» **Instructions for the task**
Put every line of the records below into a numbered list, leaving out any blank lines.

(Annotation records)
----
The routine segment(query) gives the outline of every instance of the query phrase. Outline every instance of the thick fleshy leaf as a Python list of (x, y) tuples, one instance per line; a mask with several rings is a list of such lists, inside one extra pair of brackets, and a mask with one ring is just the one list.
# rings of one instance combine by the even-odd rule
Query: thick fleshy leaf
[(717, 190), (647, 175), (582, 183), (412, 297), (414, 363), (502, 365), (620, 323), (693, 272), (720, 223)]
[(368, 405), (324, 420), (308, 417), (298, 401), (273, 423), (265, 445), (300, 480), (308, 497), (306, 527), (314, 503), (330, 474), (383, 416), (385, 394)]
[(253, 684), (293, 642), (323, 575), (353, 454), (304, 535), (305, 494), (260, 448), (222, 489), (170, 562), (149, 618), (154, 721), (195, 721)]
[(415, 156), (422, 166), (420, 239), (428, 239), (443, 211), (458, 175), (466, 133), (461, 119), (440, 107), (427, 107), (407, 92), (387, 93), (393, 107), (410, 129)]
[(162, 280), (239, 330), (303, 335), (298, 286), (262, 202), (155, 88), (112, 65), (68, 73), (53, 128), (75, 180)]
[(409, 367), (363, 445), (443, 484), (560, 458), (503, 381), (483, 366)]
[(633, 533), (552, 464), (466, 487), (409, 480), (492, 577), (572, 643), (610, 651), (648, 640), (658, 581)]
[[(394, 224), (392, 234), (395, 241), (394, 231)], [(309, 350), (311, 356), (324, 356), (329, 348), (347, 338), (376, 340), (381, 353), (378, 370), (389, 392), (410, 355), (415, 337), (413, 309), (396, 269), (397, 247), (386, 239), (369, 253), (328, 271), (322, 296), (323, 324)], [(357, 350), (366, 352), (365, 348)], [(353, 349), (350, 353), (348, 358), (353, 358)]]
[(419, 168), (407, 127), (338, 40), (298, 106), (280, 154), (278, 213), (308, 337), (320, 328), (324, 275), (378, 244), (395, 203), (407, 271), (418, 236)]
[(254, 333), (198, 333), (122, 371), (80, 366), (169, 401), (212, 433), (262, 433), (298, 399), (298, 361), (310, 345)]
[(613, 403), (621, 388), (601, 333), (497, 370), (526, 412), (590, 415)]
----
» **Finished answer**
1. The routine segment(query) gives the outline of every instance of the query phrase. Outline every instance of the thick fleshy leaf as a Python list of (x, y) tuples, one instance per line; a mask with several rings is a list of such lists, inside one extra pair of brackets, and a mask with one ring is just the one list.
2. # rings of one instance combine by the even-odd rule
3. Query: thick fleshy leaf
4. [(717, 190), (647, 175), (582, 183), (412, 297), (414, 363), (502, 365), (620, 323), (693, 272), (720, 223)]
5. [(368, 405), (324, 420), (308, 417), (298, 401), (273, 423), (265, 445), (300, 480), (308, 497), (306, 527), (314, 503), (330, 474), (383, 416), (385, 394)]
6. [(253, 684), (293, 642), (323, 575), (353, 454), (304, 535), (305, 494), (260, 448), (222, 489), (170, 562), (149, 618), (154, 721), (195, 721)]
7. [(415, 156), (422, 166), (420, 239), (428, 239), (443, 211), (458, 175), (466, 133), (461, 119), (440, 107), (427, 107), (407, 92), (387, 93), (393, 107), (410, 129)]
8. [(162, 280), (239, 330), (303, 335), (298, 286), (262, 202), (155, 88), (112, 65), (68, 73), (53, 128), (75, 180)]
9. [(409, 367), (363, 445), (443, 484), (560, 458), (503, 381), (483, 366)]
10. [(633, 533), (552, 464), (466, 487), (409, 480), (492, 577), (572, 643), (610, 651), (648, 640), (658, 581)]
11. [[(394, 224), (392, 234), (395, 241), (394, 231)], [(309, 350), (311, 356), (324, 356), (329, 348), (347, 338), (376, 340), (381, 353), (378, 370), (389, 392), (410, 355), (415, 337), (413, 309), (396, 269), (397, 247), (386, 239), (369, 253), (328, 271), (322, 296), (323, 324)], [(357, 350), (366, 352), (365, 348)], [(353, 349), (350, 353), (348, 358), (353, 358)]]
12. [(419, 168), (407, 127), (338, 40), (298, 106), (280, 154), (278, 213), (308, 337), (320, 328), (324, 275), (378, 244), (395, 203), (407, 271), (418, 236)]
13. [(254, 333), (198, 333), (122, 371), (80, 366), (169, 401), (212, 433), (262, 433), (298, 399), (298, 361), (310, 345)]
14. [(613, 403), (621, 388), (601, 333), (497, 370), (526, 412), (590, 415)]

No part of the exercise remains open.